Every line below should be copied exactly; drop the pictures.

+-------+

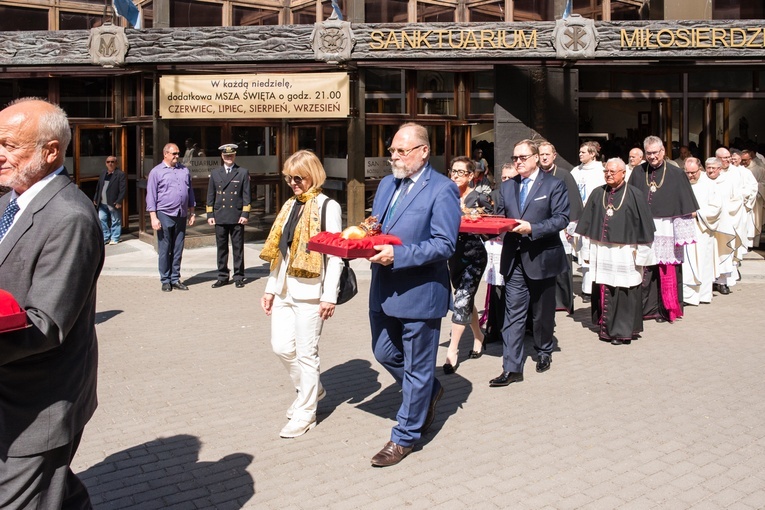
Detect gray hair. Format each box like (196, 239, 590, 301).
(605, 157, 627, 172)
(9, 97, 71, 155)
(643, 135, 664, 150)
(705, 157, 722, 167)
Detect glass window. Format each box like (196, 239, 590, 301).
(230, 126, 279, 174)
(233, 6, 279, 25)
(60, 78, 113, 118)
(0, 6, 48, 31)
(171, 0, 222, 27)
(468, 1, 505, 22)
(292, 2, 316, 24)
(469, 72, 494, 115)
(0, 79, 48, 107)
(79, 128, 116, 179)
(142, 1, 153, 28)
(579, 69, 681, 93)
(417, 71, 455, 116)
(573, 0, 602, 20)
(124, 75, 139, 118)
(610, 1, 643, 20)
(143, 75, 154, 117)
(688, 70, 753, 93)
(169, 126, 221, 178)
(417, 1, 456, 22)
(365, 0, 408, 22)
(513, 0, 553, 21)
(715, 0, 764, 19)
(59, 11, 104, 30)
(365, 69, 405, 114)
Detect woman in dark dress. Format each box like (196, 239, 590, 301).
(442, 156, 492, 374)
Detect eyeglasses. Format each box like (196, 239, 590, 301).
(284, 175, 304, 185)
(603, 169, 624, 174)
(511, 154, 535, 163)
(106, 160, 117, 164)
(449, 169, 470, 177)
(388, 145, 424, 157)
(167, 152, 180, 156)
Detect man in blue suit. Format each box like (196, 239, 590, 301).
(368, 123, 461, 467)
(492, 139, 570, 387)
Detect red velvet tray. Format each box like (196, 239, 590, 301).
(0, 289, 28, 333)
(308, 232, 403, 259)
(459, 216, 519, 234)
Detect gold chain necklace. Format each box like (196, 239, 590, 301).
(645, 162, 666, 192)
(603, 183, 627, 217)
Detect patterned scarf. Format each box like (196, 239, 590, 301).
(259, 187, 323, 278)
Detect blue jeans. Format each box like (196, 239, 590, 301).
(98, 204, 121, 243)
(156, 212, 187, 284)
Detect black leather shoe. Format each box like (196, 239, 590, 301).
(171, 282, 189, 291)
(422, 385, 444, 434)
(161, 283, 172, 292)
(371, 441, 413, 467)
(536, 355, 551, 373)
(581, 293, 591, 303)
(235, 280, 245, 288)
(489, 371, 523, 387)
(611, 339, 624, 345)
(211, 279, 230, 288)
(719, 284, 731, 295)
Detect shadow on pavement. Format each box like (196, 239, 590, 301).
(95, 310, 122, 325)
(319, 359, 382, 422)
(79, 434, 254, 509)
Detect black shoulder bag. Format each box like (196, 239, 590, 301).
(320, 198, 358, 305)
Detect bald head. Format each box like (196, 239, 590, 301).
(0, 98, 70, 193)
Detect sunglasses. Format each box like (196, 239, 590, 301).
(167, 151, 181, 156)
(106, 160, 117, 163)
(511, 154, 535, 163)
(284, 175, 305, 185)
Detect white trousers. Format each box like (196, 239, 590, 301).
(270, 292, 324, 422)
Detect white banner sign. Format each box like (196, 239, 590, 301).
(159, 73, 350, 119)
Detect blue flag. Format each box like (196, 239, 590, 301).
(331, 0, 344, 20)
(113, 0, 141, 28)
(562, 0, 572, 19)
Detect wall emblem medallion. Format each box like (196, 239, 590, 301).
(88, 23, 129, 67)
(553, 14, 598, 59)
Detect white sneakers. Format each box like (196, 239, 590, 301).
(279, 418, 316, 438)
(286, 386, 326, 420)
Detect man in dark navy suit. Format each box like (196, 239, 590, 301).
(206, 143, 251, 288)
(492, 139, 570, 387)
(367, 123, 461, 467)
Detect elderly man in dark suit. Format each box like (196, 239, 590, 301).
(492, 139, 570, 387)
(0, 98, 104, 508)
(206, 143, 251, 288)
(368, 122, 461, 467)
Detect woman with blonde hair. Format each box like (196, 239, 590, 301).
(260, 150, 343, 438)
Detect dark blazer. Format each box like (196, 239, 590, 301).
(0, 171, 104, 457)
(205, 164, 251, 224)
(93, 168, 127, 208)
(369, 163, 461, 320)
(496, 170, 570, 280)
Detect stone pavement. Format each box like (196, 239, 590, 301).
(74, 240, 765, 509)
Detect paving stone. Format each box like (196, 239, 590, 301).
(63, 242, 765, 509)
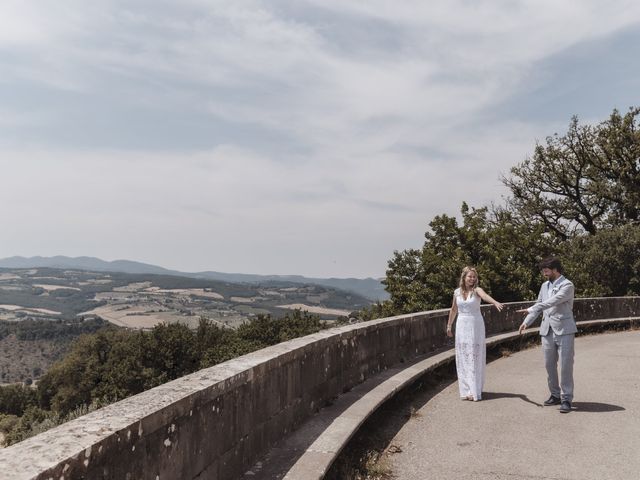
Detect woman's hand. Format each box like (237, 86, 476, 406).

+-------+

*Task result:*
Detect gray hair. Format each box like (196, 239, 590, 301).
(605, 157, 627, 172)
(9, 97, 71, 155)
(643, 135, 664, 150)
(705, 157, 722, 167)
Detect glass window. Format each box like (196, 239, 590, 301).
(230, 126, 279, 174)
(233, 6, 279, 25)
(60, 78, 113, 118)
(0, 6, 48, 31)
(171, 0, 222, 27)
(468, 1, 505, 22)
(292, 2, 316, 24)
(469, 72, 494, 115)
(0, 79, 48, 107)
(79, 128, 116, 179)
(142, 1, 153, 28)
(579, 69, 681, 93)
(417, 71, 455, 116)
(573, 0, 602, 20)
(124, 75, 139, 118)
(610, 1, 643, 20)
(143, 75, 154, 117)
(688, 70, 753, 93)
(169, 126, 221, 178)
(417, 1, 456, 22)
(365, 0, 408, 22)
(513, 0, 553, 21)
(715, 0, 764, 19)
(59, 11, 104, 30)
(365, 69, 405, 114)
Detect woman in dark dress. Format each box like (196, 239, 590, 301).
(442, 156, 492, 374)
Detect eyeglasses. Format each box like (196, 239, 590, 301).
(284, 175, 304, 185)
(603, 169, 624, 174)
(511, 154, 535, 163)
(106, 160, 117, 164)
(449, 169, 470, 177)
(388, 145, 424, 157)
(167, 152, 180, 156)
Detect man in blue suit. Format each box like (196, 239, 590, 301).
(368, 123, 461, 467)
(492, 139, 570, 387)
Detect red velvet tray. Format each box like (196, 239, 590, 301).
(0, 289, 28, 333)
(308, 232, 403, 259)
(459, 216, 519, 234)
Detect gold chain necklace. Format each box like (196, 239, 590, 301).
(645, 162, 666, 192)
(603, 183, 627, 217)
Detect patterned scarf. Format each box like (196, 239, 590, 301).
(259, 187, 323, 278)
Detect blue jeans. Format each box like (196, 239, 590, 301).
(98, 204, 121, 243)
(156, 212, 187, 284)
Detect black leather shoe. Format each box like (196, 239, 590, 301).
(171, 282, 189, 291)
(422, 385, 444, 434)
(161, 283, 172, 292)
(371, 441, 413, 467)
(536, 355, 551, 373)
(581, 293, 591, 303)
(235, 280, 245, 288)
(489, 371, 523, 387)
(611, 339, 624, 345)
(211, 279, 230, 288)
(719, 284, 731, 295)
Detect shadow on pavement. Format each box like (196, 239, 590, 301).
(95, 310, 122, 325)
(319, 359, 382, 422)
(79, 434, 254, 509)
Detect black shoulder bag. Format each box like (196, 239, 590, 301).
(320, 198, 358, 305)
Detect bald head. Format each box like (196, 239, 590, 301).
(0, 98, 70, 193)
Detect sunglasses. Format each box like (196, 239, 590, 301).
(167, 151, 181, 156)
(106, 160, 117, 163)
(511, 154, 535, 163)
(284, 175, 305, 185)
Detect white trousers. Format each box like (196, 239, 590, 301).
(270, 292, 324, 422)
Detect white banner sign. Format each box like (196, 239, 590, 301).
(159, 73, 350, 119)
Detect blue flag. Format each box like (196, 239, 590, 301).
(331, 0, 344, 20)
(113, 0, 141, 28)
(562, 0, 572, 19)
Detect wall emblem medallion. Format each box like (196, 239, 590, 301).
(88, 23, 129, 67)
(553, 14, 598, 59)
Detect white sneakers. Format each box like (196, 239, 590, 301).
(279, 418, 316, 438)
(286, 386, 326, 420)
Detect man in dark navy suit. Format each box like (196, 239, 590, 301).
(206, 143, 251, 288)
(492, 139, 570, 387)
(367, 123, 461, 467)
Detect elderly man in dark suit. Format each box like (196, 239, 590, 301).
(492, 139, 570, 387)
(0, 98, 104, 508)
(206, 143, 251, 288)
(368, 122, 461, 467)
Detect woman with blonde hair. Format each box like (196, 239, 590, 301).
(260, 150, 343, 438)
Detect dark blazer. Format each box like (196, 239, 590, 301).
(0, 171, 104, 457)
(205, 164, 251, 224)
(93, 168, 127, 208)
(369, 163, 461, 320)
(496, 170, 570, 280)
Detect stone pavement. Format each box like (196, 239, 590, 301).
(74, 240, 765, 509)
Detect paving stone. Format each box like (196, 239, 590, 301).
(63, 242, 765, 509)
Detect woman's hand. Format each box like (237, 86, 476, 406).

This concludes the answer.